▶ _Records to process_
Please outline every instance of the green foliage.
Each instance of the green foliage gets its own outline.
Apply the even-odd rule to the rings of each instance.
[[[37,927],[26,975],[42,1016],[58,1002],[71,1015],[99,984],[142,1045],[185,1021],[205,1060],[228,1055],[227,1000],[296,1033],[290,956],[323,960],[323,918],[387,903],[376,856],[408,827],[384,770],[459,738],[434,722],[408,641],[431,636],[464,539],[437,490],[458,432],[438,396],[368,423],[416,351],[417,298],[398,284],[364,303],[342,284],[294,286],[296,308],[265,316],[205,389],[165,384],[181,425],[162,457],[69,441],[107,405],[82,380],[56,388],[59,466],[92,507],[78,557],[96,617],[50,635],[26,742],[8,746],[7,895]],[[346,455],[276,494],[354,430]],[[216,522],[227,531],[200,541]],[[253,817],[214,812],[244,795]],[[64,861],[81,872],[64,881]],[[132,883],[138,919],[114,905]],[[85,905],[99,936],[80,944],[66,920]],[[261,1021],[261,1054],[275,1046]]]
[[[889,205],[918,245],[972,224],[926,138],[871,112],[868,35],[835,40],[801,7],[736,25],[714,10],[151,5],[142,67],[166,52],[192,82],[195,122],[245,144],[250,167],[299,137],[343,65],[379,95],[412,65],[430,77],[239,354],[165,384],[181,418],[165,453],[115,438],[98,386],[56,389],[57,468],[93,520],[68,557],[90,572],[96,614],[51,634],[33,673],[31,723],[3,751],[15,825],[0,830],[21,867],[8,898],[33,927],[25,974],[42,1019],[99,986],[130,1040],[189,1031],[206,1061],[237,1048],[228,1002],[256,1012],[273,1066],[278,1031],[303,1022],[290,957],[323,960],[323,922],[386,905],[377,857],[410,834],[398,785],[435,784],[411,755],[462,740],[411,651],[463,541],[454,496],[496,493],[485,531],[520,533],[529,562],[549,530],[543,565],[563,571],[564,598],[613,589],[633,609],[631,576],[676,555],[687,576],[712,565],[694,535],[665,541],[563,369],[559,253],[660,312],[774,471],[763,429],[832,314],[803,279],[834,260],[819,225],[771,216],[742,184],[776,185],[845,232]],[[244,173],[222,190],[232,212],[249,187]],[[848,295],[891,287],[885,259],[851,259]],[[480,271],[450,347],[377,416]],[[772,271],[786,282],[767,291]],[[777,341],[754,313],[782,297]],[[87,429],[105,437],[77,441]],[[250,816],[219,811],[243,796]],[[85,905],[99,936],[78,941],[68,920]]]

---

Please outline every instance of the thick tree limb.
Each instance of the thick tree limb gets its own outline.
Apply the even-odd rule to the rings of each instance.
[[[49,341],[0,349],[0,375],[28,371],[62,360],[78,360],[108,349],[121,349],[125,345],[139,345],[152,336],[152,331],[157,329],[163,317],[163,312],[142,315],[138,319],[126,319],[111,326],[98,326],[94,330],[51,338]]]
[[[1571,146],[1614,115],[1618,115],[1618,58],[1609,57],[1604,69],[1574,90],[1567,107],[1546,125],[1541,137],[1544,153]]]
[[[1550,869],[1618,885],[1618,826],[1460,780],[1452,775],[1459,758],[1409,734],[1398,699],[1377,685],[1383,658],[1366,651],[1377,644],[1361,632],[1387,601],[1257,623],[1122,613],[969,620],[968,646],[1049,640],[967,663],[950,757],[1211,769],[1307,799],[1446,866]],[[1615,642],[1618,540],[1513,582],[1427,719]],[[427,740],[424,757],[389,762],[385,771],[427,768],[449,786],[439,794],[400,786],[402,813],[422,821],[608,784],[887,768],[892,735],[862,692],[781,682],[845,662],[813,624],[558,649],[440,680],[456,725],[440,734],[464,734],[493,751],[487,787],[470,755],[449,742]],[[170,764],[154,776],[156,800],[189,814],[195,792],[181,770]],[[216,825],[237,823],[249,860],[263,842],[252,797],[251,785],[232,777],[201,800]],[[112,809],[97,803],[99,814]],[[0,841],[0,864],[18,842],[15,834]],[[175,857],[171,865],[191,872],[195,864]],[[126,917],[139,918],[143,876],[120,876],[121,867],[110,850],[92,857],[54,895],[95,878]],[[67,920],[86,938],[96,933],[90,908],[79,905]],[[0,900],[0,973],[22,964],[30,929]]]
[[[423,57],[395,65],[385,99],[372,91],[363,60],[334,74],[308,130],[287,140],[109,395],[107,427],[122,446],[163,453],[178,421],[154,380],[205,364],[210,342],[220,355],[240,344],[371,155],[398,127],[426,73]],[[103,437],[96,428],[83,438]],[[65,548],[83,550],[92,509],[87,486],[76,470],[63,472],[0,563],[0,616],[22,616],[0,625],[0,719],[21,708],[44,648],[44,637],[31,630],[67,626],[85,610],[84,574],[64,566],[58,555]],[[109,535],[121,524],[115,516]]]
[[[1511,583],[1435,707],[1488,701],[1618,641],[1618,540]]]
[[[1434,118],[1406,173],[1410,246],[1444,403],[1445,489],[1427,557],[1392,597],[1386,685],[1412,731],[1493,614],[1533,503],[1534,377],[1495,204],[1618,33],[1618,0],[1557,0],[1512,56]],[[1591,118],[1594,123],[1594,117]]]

▶ _Problem to solve_
Scan the listing for the word "gets". Copy every line in which it appears.

▶ _Worked solution_
Each instance of the green foliage gets its own outline.
Each instance of the thick tree limb gets its own outline.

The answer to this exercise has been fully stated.